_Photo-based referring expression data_
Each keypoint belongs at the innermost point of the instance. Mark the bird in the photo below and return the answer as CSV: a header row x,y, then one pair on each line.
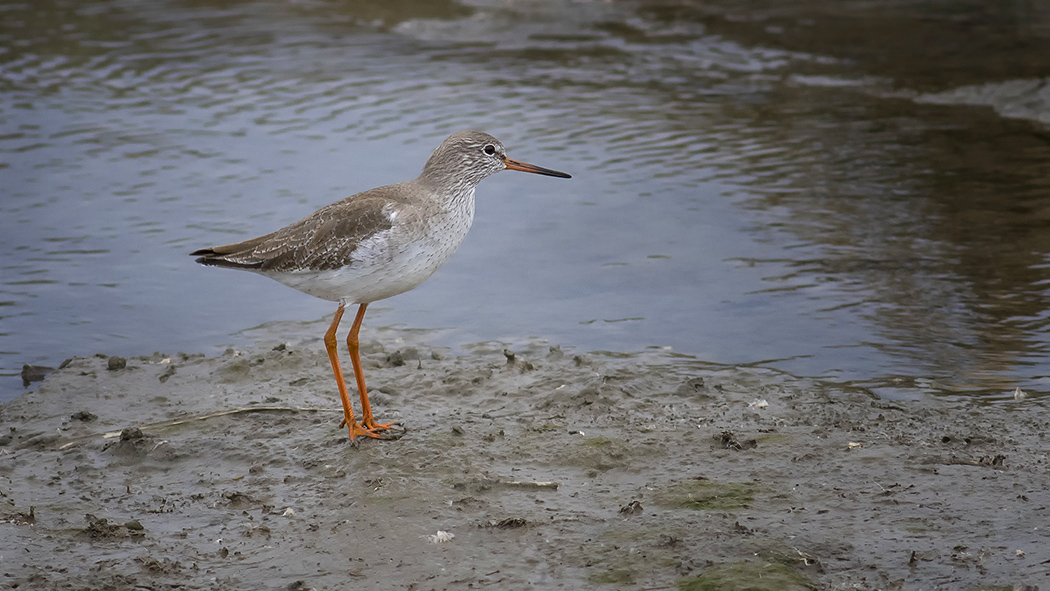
x,y
376,245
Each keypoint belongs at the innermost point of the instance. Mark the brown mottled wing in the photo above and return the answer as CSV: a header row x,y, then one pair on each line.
x,y
322,240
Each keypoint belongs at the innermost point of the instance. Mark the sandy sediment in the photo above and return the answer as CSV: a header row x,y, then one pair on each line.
x,y
543,469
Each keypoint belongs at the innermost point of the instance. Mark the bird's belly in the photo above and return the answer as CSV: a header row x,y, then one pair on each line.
x,y
383,267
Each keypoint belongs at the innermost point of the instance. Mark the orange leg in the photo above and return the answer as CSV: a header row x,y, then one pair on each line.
x,y
348,413
368,421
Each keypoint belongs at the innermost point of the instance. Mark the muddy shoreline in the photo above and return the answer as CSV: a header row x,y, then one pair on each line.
x,y
548,468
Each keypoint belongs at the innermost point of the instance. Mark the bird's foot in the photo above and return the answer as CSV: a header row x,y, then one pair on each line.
x,y
376,430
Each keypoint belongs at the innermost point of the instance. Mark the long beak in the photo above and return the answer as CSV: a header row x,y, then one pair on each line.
x,y
515,165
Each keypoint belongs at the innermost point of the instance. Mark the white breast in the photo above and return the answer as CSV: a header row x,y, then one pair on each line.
x,y
392,261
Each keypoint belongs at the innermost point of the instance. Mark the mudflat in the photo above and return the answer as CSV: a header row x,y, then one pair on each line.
x,y
532,468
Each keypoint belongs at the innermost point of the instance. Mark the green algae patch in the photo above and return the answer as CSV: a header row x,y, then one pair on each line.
x,y
599,454
704,494
748,576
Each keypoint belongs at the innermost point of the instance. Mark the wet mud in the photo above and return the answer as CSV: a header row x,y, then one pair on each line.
x,y
532,468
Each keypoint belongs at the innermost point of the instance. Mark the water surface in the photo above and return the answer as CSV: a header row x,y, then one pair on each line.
x,y
790,187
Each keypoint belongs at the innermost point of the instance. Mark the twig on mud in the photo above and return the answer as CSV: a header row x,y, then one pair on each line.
x,y
540,485
176,422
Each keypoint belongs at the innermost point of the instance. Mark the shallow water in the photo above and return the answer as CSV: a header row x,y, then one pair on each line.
x,y
752,184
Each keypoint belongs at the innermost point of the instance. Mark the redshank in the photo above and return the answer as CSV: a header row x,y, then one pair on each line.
x,y
376,245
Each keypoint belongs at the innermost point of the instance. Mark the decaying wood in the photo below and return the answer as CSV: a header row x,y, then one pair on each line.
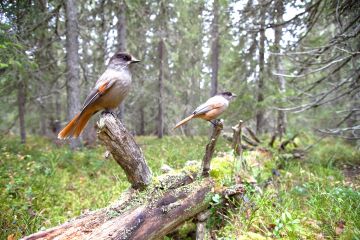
x,y
150,209
201,231
210,148
249,141
149,214
286,142
253,135
272,140
236,144
125,151
229,137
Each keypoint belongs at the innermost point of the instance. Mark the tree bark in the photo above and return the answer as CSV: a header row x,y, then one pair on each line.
x,y
281,118
21,99
210,148
260,85
215,48
125,151
237,136
121,42
72,64
174,199
161,54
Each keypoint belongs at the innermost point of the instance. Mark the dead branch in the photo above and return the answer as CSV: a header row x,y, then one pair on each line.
x,y
125,151
210,148
252,134
237,132
286,142
152,214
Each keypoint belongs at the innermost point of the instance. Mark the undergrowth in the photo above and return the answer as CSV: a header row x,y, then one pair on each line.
x,y
43,185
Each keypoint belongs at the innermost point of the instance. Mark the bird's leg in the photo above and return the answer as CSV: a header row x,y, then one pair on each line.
x,y
214,123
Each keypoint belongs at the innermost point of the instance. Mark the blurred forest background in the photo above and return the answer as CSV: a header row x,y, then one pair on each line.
x,y
294,65
300,56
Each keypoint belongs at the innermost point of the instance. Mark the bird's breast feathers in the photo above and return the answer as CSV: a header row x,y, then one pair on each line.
x,y
121,77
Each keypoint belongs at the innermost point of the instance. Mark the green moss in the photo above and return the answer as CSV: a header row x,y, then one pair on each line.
x,y
222,169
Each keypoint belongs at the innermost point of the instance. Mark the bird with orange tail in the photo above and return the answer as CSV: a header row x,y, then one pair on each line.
x,y
211,109
109,91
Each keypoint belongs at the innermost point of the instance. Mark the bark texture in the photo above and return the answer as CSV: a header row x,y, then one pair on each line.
x,y
72,63
260,85
215,48
122,45
210,148
21,100
140,215
125,151
281,118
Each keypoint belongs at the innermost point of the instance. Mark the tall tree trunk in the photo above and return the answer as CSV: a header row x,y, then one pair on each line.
x,y
215,46
72,64
160,123
142,121
161,54
281,118
260,86
21,99
121,39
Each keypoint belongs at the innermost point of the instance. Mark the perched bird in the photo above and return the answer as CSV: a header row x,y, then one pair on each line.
x,y
211,109
109,91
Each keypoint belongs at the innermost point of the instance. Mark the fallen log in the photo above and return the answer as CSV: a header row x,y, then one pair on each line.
x,y
149,214
153,207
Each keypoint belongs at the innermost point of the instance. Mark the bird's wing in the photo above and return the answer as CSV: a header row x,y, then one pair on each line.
x,y
96,92
209,105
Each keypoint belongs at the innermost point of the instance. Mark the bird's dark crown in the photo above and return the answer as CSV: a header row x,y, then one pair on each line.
x,y
123,56
229,94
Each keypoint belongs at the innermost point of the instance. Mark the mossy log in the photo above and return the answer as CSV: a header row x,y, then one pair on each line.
x,y
151,214
125,151
153,207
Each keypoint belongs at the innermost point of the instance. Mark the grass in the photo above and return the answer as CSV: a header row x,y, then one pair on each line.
x,y
43,185
309,200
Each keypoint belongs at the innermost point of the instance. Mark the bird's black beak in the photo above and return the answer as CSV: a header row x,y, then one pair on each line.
x,y
134,60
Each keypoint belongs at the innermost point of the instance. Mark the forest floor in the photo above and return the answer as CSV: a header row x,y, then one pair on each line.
x,y
315,197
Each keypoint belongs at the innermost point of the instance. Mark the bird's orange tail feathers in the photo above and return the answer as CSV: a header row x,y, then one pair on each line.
x,y
75,126
182,122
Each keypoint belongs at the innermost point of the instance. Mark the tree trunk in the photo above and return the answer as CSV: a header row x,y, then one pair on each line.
x,y
121,39
281,118
147,213
161,54
127,154
215,46
21,99
142,121
260,86
160,120
72,64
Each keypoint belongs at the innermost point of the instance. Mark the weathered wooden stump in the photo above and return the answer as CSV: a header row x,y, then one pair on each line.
x,y
150,209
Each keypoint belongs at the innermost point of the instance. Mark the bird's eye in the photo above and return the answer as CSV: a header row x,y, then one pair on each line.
x,y
123,57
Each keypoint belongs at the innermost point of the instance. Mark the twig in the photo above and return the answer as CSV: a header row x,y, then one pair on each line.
x,y
210,148
252,134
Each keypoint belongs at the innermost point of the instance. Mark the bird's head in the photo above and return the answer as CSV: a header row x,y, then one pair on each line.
x,y
228,95
123,58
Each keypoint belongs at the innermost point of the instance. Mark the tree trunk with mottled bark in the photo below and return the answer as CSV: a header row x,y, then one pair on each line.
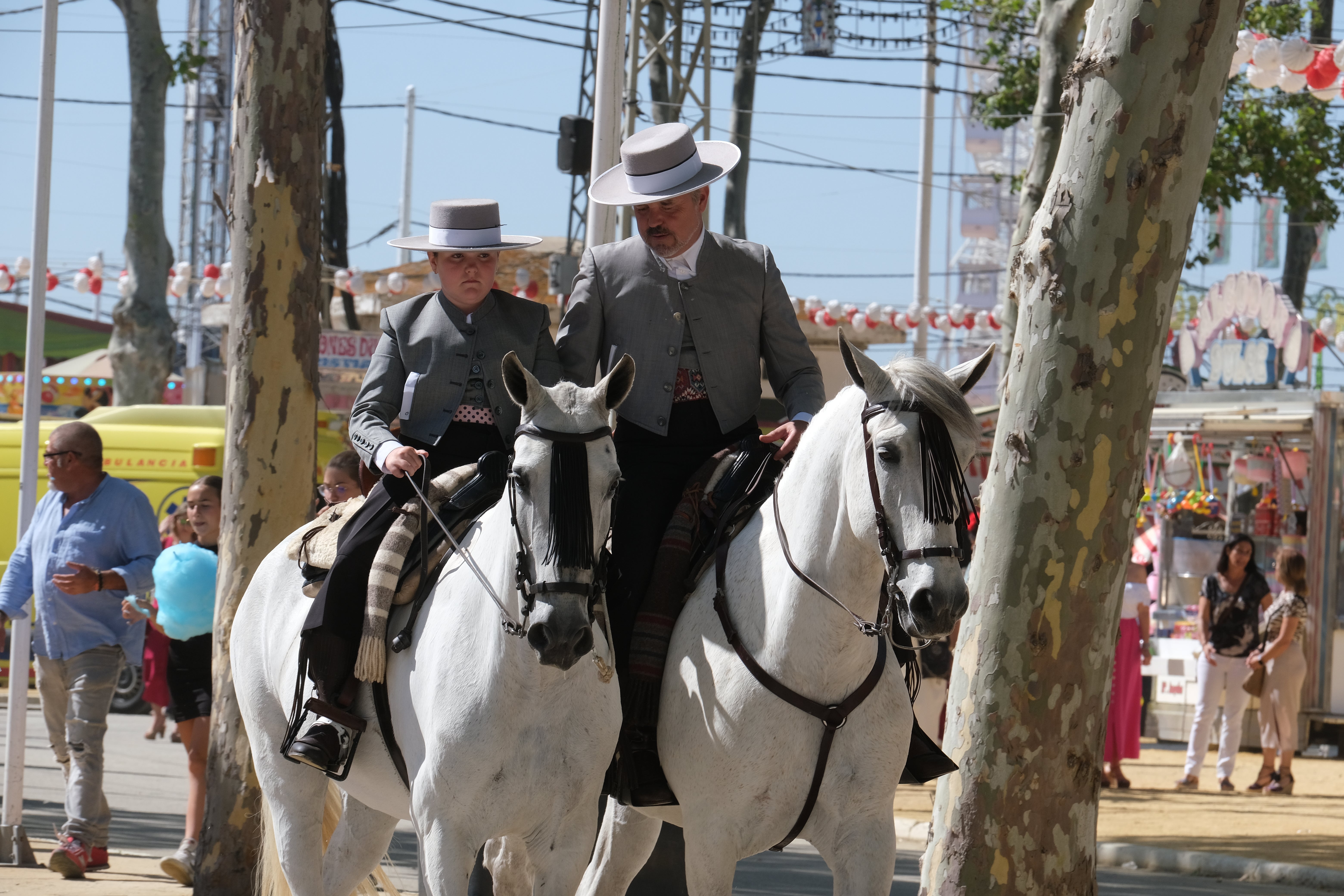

_Assignment_
Repeat the data exactly. No pictures should appear.

_Written response_
Each keypoint belongs at the innermost point of the instance. Mark the bird in the photo below and return the answer as CSV: a header row x,y, then one pair on each line.
x,y
376,245
Each keypoint belongs at the innermost point of the instance. Mark the brown mottled wing in the photo above and return the answer as CSV: a header row x,y, then one pair on each line.
x,y
322,240
Each keypoint belongs at the innermost point of the instance. Mark the sandy sediment in the photo above and return the answer as CSV: a header row x,y, then one pair on each line.
x,y
543,469
Each keypoint belongs at the innermost point of the instance. Mark the bird's belly in the photo above and return the answer as CSV: a header row x,y, then one pair on each line.
x,y
383,267
Each keypoint belongs at the innermost point of the instance. Mark the orange leg in the photo above and return the answer as CSV: a header row x,y, then one pair on each line.
x,y
348,413
368,421
Each keypoint belongs at the innermost point of the instance. Mark the muddy shoreline in the photo above and return the answer as CSV: a header row x,y, then one pair on each line.
x,y
548,468
Each keypoint belongs at the innermost point of the instance. Mark the bird's foot in the photo above and return the answer as CSV: a header row x,y, then one pair on each line.
x,y
376,430
Each keypoint belongs at the innermost point of the instance. Mark the long beak in the photo above and return the answer as CSV: a header row x,y, then one pair on each line.
x,y
515,165
Each keypoint belongs at the innermost point of the instance. Mark the white breast in the photo above and return the answer as CSV: a header row x,y, then one pair on each line.
x,y
392,261
Each keypoint belongs at the innermost point of the instance. Mark the mudflat in the photo above and return the answer as CSV: a header row x,y, then one pair on each line.
x,y
532,468
Each keypoint belongs at the innermost point of the instance. Mark the green algae patch in the photo above and return the answer as CSV: a header row x,y, then one pair on each line.
x,y
599,454
704,494
748,576
Each keypoint belongs at the innermost point of the instance. Mark the wet mud in the photo above and return the answer as CSV: a header row x,y, then one pair on each line.
x,y
532,468
Each keypoint belongs at the innermost point of the instance. Mark the water surface in the photo above and return the answer as CSV: a header row x,y, then one pair on each line.
x,y
790,187
Each keypoint belongs at the innermost point of the instance. Mark the twig on mud in the photo above and return the answer as CSV: a header row x,y, then one pair on each line.
x,y
540,485
176,422
Each keypoint belongs at the innermost point of the instance. Mark the shallow water in the photo above and return the answer as CSV: a header row x,y, then one pair on each line.
x,y
752,184
Each keypoint belongs at the innermost point of the instance. Mark the redshank in the photo above and return the answer as CSV: a header row x,y, then one pair on each line.
x,y
376,245
Each keypoint belongs at the innermost point of the instance. Mark the decaying wood in the photo below and return the answer as CSV: a header row x,y, then one pair on each line.
x,y
150,209
201,231
210,148
249,141
149,214
286,142
253,135
272,140
236,144
125,151
229,137
Each keypoint belongs at the innermost point of the instance. Mark the tree bark in the photo above and return the answer as CSV: a header row x,y, then one pair on each line.
x,y
281,118
21,99
210,148
260,85
215,48
125,151
237,136
121,42
72,64
174,199
161,54
Each keypoint belongs at the innermost point of the instance. Mark the dead branch in the photo above and return the answer as CSV: a header row x,y, then one pair on each line.
x,y
125,151
210,148
252,134
237,132
286,142
152,214
Each keypoint belongs at the innermost point of the instance. Mark the undergrowth in the photo above and return the answer as CSV: a header row x,y, then one pair on each line.
x,y
43,185
Each keypoint belongs at the innermost point of the instance. Mark the bird's leg in the photo above and return the answer as CSV: a header row x,y, then one pair on each line.
x,y
214,123
Each keypoint belongs at the innermost point of the instance. Mark the blurred forest background in the photo above and return the answer as CSV: a header row x,y, then one pair on each line.
x,y
294,65
300,56
Each keypoint belongs at the innermost point of the instance. Mark the bird's breast feathers in the photo above and return the answer as CSV: a header row x,y, then one pair on each line.
x,y
121,77
Each keypoint belongs at the innermost point of the instance. Mark the green moss in the photo above and return the answer as CSV: a header row x,y, then one pair on each line.
x,y
222,169
Each keypoint belongs at the innermost point of the instance. Mark the bird with orange tail in the photo above and return the answer as CSV: a header row x,y, then one pair on each line.
x,y
211,109
109,91
Each keypoint belongs at the innermost point of the instance. Mark the bark texture in the photo above and return the answer as CSV: a header row x,y, then one pair on each line.
x,y
72,63
260,85
215,48
122,45
210,148
21,100
140,215
125,151
281,118
Each keypoint belongs at the innermost point of the instance. Mark the tall tree trunk in the photo above and return the answer as CSV: a header row x,y, then one pair on each line.
x,y
215,46
72,64
160,123
142,121
161,54
281,118
260,86
21,99
121,39
Each keypoint belongs at the innermost point of the instance. Mark the perched bird in the photo above and return the answer as CSV: a header row x,y, then one pair on each line.
x,y
211,109
109,91
Each keypoint belongs at the innermost point of the instance. Mark the fallen log in the photo above and return the answer as CSV: a header row x,y, then one pair on each line.
x,y
149,214
153,207
Each keypoint belongs at the innermost point of the instance. Mark the bird's wing in the photo above and return the answer as CSV: a header row x,y, then one pair on each line.
x,y
96,92
209,105
Each keypoint belongs at the innermost point of the instance. Mark the bird's dark crown in the photo above and return the answer as CSV: a header row x,y, then one pair on each line.
x,y
123,56
229,94
Each keypoint belongs at the innermost point of the instance. Mark the mossy log in the photo above and return the answer as CSV: a header row x,y, then one pair on each line.
x,y
151,214
125,151
153,207
Each keypoint belongs at the innermost point of the instance. Mark the grass in the photo above and return the answer as CSV: a header row x,y, then one pair on each line.
x,y
43,185
309,200
Each keypoint belongs at the innermost point of the instance. Mark the bird's black beak in the photo above and return the answer as CSV: a header row x,y, then one pair on each line.
x,y
134,60
Each keypoint belongs at the innermost point of the instance. Mark the forest floor in the photo above and return the answer as CSV: a header row x,y, then one pair on each line.
x,y
315,197
Each keypoint belongs at the innermost point of the instance. Mark the bird's orange tail feathers in the photo above and return the answer as CSV: a header row x,y, then one pair on each line.
x,y
75,126
182,122
Each keypoint belongs at the innermost point of the instance. Mark the tree trunk in the photo above and return the answer as CSV: a header row x,y, then one pair on each line.
x,y
121,39
281,118
147,213
161,54
127,154
215,46
21,99
142,121
260,86
160,120
72,64
Each keypoint belongs at the innermost point of the instance. Mark the weathered wooden stump in the photo above and return the answer as CSV: a header row x,y, then one pair on each line.
x,y
150,209
Each keypoint belongs at the innermost point of the instance. Mark the bird's eye in the photo above and return the answer as CSV: a header row x,y, then one pair on each line.
x,y
123,57
Each keypoint belongs at the innermost point of the instance. Mark the twig in the photo above and return the answer as CSV: a header row x,y, then one pair on each line.
x,y
210,148
252,134
Each keypoint belongs at the innermost point of the instance. Mark the bird's head in the photo above and return the answer as CSV: a header row x,y, then one pair on each line.
x,y
228,95
123,58
Each keypoint belongs at the innermost point of the instance. Mark the tree trunk with mottled bark in the photo below and return the answer as CSV: a header row x,y, then one pair on each line.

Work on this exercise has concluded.